Testo fornito:
Riprendo il cammino, che istintivamente seguo su un sentiero sulla sinistra ma non in direzione della mia traccia GPS, anche perché mi sembra l’unico sentiero davvero percorribile, e poi sono sicuro che mi riporterà nella sterrata principale che avevo abbandonato al bivio precedente. Infatti di lì a poco ci arrivo, continuo lungo questa agevole via verso il prossimo casolare, chiamato Labirinto. Quando vi arrivo, vedo un grosso fuoristrada e un uomo all’interno, che nemmeno si accorge di me. Fuori solo un gatto, nessun altro animale. Intorno al casolare una miriade di cascatelle d’acqua che scorrono fra un contenitore e l’altro, in mezzo a un variegato campionario di vegetazione. Davvero un ottimo lavoro ornamentale.

Istruzioni operative:
- A) Riporta parola per parola il tratto del brano sul cammino che va da "Riprendo il cammino, che" fino a "ottimo lavoro ornamentale.".
- B) Stabilisci se le affermazioni seguenti concordano con il brano sul cammino. Rispondi sì o no a ciascuna e cita esattamente le parole del brano che lo dimostrano.
(i) Presso il casolare chiamato Labirinto, chi racconta vede un uomo all'interno di un fuoristrada.
(ii) Fuori dal casolare si trovano diversi animali.
(iii) Il sentiero imboccato sulla sinistra segue la direzione della traccia GPS.
Per svolgere il lavoro i record non sono necessari.

Record elencati:
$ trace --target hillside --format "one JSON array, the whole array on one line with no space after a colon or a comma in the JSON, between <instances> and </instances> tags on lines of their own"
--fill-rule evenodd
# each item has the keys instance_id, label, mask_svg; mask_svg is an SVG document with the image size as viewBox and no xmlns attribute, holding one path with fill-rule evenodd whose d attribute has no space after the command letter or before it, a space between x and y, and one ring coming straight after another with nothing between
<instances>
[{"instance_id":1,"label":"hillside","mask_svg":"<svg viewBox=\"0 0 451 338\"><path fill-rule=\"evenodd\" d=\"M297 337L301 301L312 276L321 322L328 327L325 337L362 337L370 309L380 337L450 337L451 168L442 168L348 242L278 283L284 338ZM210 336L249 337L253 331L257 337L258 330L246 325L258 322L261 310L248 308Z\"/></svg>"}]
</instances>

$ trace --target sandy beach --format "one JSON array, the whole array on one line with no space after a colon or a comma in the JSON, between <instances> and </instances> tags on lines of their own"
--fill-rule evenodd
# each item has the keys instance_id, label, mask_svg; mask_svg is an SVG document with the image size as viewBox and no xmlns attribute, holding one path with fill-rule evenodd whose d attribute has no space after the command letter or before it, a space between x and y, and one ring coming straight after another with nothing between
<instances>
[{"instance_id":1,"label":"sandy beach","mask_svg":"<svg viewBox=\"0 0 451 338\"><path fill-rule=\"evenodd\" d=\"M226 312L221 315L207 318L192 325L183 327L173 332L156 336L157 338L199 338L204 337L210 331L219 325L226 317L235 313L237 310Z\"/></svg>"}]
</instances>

Risposte finali:
- A)
Riprendo il cammino, che istintivamente seguo su un sentiero sulla sinistra ma non in direzione della mia traccia GPS, anche perché mi sembra l’unico sentiero davvero percorribile, e poi sono sicuro che mi riporterà nella sterrata principale che avevo abbandonato al bivio precedente. Infatti di lì a poco ci arrivo, continuo lungo questa agevole via verso il prossimo casolare, chiamato Labirinto. Quando vi arrivo, vedo un grosso fuoristrada e un uomo all’interno, che nemmeno si accorge di me. Fuori solo un gatto, nessun altro animale. Intorno al casolare una miriade di cascatelle d’acqua che scorrono fra un contenitore e l’altro, in mezzo a un variegato campionario di vegetazione. Davvero un ottimo lavoro ornamentale.

- B)
(i) Sì: "vedo un grosso fuoristrada e un uomo all’interno".
(ii) No: "Fuori solo un gatto, nessun altro animale".
(iii) No: "ma non in direzione della mia traccia GPS".